### AIM OF THE EXERCISE
Copy the records below, replacing "Reviewer note" with "Annotator note" everywhere and leaving everything else unchanged.

### PROVIDED INFORMATION
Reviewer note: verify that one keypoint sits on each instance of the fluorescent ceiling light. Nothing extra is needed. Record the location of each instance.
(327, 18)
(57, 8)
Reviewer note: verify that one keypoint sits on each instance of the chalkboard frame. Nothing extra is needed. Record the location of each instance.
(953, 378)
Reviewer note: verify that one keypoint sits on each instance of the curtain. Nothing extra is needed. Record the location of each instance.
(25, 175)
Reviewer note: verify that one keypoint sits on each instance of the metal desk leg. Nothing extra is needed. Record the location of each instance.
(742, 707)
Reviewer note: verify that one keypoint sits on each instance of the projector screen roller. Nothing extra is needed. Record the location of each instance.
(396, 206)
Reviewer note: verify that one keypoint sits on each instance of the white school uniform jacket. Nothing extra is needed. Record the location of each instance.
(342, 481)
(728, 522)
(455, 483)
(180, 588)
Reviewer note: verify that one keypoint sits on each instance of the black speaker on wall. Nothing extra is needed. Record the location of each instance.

### OUTPUT
Annotator note: verify that one keypoint sits on each instance of the fluorescent ceiling light. Nothing extra is needed. Record the location of each instance.
(327, 18)
(57, 8)
Annotator note: verify that one keypoint sits on each instance of the chalkboard frame. Nothing extra is needed. Record the location of each instance.
(953, 378)
Annotator note: verify that one keypoint sits on each instance of the curtain. Nothing extra is needed. Record the location of each instance.
(25, 175)
Annotator note: verify that one keypoint sits on each instance of the metal desk leg. Nothing extra is needed. Record the location of each instance.
(742, 707)
Annotator note: verify that one keypoint sits on each instance of the projector screen roller. Nothing extra is needed. Record the location of each instance.
(396, 206)
Annotator note: verify that one keypoint sits on each instance of the white school uniform jacket. Nothing extra is needed. Record the location of each instance.
(342, 481)
(728, 522)
(455, 483)
(180, 588)
Annotator note: verify that one keypoint sits on each instance of the black speaker on wall. Nothing extra is needed. Record the location of each instance.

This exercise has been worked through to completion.